═══ RECORDS FOR THIS EXERCISE ═══
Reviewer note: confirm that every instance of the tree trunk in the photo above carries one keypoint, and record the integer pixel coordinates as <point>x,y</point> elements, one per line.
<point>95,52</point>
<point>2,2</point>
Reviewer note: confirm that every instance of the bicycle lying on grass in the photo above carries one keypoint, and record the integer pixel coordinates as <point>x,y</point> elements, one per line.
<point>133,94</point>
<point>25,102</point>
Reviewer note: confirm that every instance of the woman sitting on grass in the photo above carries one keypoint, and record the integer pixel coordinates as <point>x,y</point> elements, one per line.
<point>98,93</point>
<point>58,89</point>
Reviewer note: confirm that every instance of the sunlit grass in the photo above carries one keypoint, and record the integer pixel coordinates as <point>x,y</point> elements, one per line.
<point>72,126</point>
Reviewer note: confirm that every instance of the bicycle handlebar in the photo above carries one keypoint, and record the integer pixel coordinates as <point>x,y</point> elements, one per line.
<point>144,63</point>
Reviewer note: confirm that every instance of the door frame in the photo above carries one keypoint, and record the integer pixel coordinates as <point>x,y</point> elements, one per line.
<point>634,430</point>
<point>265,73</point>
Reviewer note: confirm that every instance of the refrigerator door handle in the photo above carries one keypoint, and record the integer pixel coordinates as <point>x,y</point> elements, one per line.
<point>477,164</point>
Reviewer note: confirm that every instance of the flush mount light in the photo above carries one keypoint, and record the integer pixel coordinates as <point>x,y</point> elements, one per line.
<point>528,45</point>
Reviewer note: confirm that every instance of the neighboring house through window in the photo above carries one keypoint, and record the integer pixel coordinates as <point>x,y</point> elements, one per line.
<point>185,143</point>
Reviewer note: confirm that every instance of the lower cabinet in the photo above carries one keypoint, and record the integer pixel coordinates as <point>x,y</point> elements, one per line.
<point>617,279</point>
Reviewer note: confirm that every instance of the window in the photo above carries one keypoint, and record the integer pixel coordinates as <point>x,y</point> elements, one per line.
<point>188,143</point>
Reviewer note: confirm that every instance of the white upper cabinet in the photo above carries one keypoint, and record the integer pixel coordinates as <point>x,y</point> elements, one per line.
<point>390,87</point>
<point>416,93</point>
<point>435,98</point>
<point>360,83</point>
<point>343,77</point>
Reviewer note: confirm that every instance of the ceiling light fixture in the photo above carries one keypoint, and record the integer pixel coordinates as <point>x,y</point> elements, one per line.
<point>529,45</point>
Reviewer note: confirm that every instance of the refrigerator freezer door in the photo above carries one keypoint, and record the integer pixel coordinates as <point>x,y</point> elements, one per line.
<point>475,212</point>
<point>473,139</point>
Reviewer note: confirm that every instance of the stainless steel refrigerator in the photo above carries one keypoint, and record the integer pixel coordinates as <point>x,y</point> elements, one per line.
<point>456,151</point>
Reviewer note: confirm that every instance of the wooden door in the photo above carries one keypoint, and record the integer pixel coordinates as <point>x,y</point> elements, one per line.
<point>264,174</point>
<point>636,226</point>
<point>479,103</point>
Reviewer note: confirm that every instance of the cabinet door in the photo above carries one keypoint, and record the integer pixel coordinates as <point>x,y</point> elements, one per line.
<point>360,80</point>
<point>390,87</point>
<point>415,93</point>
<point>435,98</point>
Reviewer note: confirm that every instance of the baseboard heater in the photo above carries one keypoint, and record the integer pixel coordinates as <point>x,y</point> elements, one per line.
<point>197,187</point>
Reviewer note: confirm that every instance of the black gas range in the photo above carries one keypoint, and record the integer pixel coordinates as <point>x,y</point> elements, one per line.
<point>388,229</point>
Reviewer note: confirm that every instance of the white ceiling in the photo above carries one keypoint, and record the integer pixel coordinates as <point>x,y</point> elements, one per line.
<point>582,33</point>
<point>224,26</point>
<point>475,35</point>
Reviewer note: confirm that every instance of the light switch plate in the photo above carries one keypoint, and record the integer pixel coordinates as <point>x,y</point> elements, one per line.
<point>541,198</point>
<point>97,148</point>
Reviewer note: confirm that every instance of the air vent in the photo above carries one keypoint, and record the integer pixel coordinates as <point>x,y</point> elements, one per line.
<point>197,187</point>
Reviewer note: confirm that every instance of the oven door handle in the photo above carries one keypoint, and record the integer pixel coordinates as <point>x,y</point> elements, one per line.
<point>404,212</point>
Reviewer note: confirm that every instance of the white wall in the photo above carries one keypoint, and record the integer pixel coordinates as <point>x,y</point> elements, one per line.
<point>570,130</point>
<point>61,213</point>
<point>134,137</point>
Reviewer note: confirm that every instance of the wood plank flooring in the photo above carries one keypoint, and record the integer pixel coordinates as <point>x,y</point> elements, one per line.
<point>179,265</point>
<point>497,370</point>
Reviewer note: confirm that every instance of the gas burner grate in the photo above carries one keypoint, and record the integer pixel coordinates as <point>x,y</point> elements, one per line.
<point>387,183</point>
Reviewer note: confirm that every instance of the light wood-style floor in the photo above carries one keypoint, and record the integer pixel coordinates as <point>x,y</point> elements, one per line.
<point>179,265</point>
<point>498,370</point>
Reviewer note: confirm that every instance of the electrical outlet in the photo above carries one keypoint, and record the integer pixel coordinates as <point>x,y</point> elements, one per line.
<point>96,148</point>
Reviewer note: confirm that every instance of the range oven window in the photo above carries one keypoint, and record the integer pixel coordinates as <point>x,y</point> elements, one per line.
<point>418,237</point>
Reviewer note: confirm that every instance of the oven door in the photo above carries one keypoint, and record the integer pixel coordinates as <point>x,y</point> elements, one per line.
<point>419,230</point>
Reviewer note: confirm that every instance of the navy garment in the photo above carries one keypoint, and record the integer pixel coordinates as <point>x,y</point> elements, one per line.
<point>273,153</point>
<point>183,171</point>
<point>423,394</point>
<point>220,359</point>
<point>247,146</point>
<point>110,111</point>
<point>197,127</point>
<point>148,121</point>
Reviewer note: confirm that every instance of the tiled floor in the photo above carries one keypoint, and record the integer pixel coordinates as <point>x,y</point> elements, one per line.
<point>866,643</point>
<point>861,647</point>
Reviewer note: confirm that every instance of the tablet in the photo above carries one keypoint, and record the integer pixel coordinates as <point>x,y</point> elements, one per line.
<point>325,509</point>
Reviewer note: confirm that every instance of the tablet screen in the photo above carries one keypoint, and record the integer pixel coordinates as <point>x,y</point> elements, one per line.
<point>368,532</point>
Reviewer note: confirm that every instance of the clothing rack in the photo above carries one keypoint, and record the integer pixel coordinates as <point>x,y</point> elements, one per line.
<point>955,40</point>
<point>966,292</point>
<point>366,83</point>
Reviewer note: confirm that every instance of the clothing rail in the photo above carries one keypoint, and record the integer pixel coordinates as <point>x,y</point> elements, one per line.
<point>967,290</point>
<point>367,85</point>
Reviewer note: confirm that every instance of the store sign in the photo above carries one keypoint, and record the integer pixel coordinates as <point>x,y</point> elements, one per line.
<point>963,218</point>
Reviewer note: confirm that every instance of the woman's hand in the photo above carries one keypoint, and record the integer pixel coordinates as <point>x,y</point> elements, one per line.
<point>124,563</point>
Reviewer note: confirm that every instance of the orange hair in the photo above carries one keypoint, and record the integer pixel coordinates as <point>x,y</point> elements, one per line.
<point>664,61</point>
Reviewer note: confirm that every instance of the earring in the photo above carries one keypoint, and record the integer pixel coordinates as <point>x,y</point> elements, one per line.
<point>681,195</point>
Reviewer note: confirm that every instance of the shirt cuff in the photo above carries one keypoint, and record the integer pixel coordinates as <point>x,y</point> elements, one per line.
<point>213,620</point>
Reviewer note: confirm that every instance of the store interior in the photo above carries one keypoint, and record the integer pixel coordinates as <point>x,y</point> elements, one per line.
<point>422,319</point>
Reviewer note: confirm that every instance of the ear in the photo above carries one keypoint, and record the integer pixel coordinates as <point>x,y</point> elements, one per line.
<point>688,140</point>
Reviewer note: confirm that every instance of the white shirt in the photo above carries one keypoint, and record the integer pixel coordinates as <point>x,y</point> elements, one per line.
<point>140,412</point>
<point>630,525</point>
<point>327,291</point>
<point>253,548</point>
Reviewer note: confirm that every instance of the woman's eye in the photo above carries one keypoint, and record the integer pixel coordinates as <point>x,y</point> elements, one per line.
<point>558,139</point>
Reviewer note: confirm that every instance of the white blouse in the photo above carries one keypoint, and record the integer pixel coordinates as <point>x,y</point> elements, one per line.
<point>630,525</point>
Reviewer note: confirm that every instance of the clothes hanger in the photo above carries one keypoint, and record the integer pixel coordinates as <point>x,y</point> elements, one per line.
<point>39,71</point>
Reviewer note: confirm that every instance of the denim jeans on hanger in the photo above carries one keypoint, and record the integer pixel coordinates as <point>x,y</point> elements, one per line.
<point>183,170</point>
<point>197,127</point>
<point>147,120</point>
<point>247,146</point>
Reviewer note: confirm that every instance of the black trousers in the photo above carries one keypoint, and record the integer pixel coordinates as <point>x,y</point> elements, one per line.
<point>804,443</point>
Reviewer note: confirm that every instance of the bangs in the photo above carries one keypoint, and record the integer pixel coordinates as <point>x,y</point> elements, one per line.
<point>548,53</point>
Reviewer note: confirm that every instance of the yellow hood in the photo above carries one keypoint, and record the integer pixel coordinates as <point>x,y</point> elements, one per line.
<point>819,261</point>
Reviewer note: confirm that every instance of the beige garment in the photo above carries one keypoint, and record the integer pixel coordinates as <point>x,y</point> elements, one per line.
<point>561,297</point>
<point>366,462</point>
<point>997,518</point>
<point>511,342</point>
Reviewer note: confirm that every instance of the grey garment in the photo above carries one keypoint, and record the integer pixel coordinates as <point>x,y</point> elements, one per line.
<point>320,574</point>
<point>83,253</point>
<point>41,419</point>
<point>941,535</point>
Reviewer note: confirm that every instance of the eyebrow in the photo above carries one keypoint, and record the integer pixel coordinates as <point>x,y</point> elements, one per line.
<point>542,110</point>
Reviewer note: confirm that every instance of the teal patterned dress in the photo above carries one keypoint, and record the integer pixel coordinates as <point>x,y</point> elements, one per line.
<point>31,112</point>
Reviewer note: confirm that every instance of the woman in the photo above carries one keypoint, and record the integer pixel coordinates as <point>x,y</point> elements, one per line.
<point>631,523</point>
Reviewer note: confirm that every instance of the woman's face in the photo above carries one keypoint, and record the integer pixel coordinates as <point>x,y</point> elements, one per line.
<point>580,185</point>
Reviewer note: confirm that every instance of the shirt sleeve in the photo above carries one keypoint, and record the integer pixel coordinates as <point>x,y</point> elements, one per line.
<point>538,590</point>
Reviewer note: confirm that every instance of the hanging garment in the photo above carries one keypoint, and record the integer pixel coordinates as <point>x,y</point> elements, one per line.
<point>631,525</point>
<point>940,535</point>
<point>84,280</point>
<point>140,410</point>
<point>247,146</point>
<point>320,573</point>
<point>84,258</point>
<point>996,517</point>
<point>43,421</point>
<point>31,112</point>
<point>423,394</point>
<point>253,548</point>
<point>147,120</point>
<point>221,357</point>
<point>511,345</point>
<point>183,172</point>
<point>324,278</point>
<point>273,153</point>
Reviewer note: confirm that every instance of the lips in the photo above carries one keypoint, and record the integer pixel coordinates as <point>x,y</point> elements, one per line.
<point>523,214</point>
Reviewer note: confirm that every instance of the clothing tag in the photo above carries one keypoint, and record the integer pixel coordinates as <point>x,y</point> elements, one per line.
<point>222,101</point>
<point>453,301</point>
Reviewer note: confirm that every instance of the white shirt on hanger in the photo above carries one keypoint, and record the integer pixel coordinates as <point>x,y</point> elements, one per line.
═══
### [REQUIRED TASK]
Copy out the material above without any changes, everything from its first line down to and including the line that contains "<point>144,63</point>".

### [WRITTEN REPLY]
Reviewer note: confirm that every instance of the tree trunk in the photo above carries one keypoint, and record the integer pixel coordinates as <point>x,y</point> elements, one per line.
<point>95,52</point>
<point>2,2</point>
Reviewer note: confirm that every instance of the bicycle lying on grass in the photo above carries one keypoint, and record the integer pixel coordinates as <point>x,y</point> elements, one per line.
<point>133,94</point>
<point>25,102</point>
Reviewer note: confirm that every instance of the woman sitting on grass in the photo above carries one keypoint, and record the integer pixel coordinates as <point>x,y</point> elements, one per line.
<point>98,93</point>
<point>58,89</point>
Reviewer note: confirm that every instance of the sunlit grass in the photo above carries one keypoint, and record the integer pixel coordinates as <point>x,y</point> elements, one per line.
<point>72,126</point>
Reviewer note: confirm that every instance of the bicycle handlebar in the photo above carries one keypoint, and record the integer pixel coordinates as <point>x,y</point> elements, one per line.
<point>144,63</point>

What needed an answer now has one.